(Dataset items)
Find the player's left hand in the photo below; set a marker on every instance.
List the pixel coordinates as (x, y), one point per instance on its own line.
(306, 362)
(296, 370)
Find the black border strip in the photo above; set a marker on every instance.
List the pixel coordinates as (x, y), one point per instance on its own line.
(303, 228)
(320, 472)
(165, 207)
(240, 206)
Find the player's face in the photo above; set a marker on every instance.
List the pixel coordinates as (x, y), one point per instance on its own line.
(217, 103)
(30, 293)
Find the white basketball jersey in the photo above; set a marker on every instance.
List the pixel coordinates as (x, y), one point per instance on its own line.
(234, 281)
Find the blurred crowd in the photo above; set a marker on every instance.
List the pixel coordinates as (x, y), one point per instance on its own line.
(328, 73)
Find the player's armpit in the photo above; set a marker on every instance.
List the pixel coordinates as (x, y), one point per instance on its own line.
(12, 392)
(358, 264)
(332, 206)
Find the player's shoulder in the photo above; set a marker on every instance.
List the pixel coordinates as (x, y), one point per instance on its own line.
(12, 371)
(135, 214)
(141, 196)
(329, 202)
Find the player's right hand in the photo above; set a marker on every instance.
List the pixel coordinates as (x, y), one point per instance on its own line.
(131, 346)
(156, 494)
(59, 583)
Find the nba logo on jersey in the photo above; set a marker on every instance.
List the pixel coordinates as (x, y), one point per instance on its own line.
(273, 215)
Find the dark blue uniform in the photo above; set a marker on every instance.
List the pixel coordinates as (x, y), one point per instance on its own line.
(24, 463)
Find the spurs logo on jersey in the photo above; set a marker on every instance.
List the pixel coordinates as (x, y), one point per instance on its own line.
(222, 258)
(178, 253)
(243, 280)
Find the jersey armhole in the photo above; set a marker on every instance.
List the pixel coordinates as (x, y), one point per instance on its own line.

— ABOUT THIS EXERCISE —
In the data above, find the line that contains "Find the player's shoulder" and the line that contains "Find the player's right". Repeat exactly those lines and every line between them, and only those.

— TASK OUTPUT —
Find the player's shoulder in the photo above; set a marker on every instance.
List the pixel coordinates as (x, y), one point per instance on its own line.
(12, 371)
(135, 214)
(141, 196)
(329, 202)
Find the player's right hand in the photo above; set a marker on every instance.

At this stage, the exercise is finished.